Write each line of the records below as a JSON list of strings, one string per line, and omit blank lines.

◇ ◇ ◇ ◇ ◇

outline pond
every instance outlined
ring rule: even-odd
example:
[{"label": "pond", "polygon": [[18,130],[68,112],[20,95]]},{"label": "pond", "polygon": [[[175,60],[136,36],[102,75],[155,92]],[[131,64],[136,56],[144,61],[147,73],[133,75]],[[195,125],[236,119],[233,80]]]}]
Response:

◇ ◇ ◇ ◇ ◇

Written answer:
[
  "outline pond",
  "every instance outlined",
  "ring rule: even-odd",
  "example:",
  "[{\"label\": \"pond\", \"polygon\": [[18,130],[68,112],[20,95]]},{\"label\": \"pond\", \"polygon\": [[[175,60],[136,36],[102,75],[155,92]],[[131,64],[136,56],[144,61],[147,73],[133,75]],[[195,125],[236,119],[233,80]]]}]",
  "Response:"
]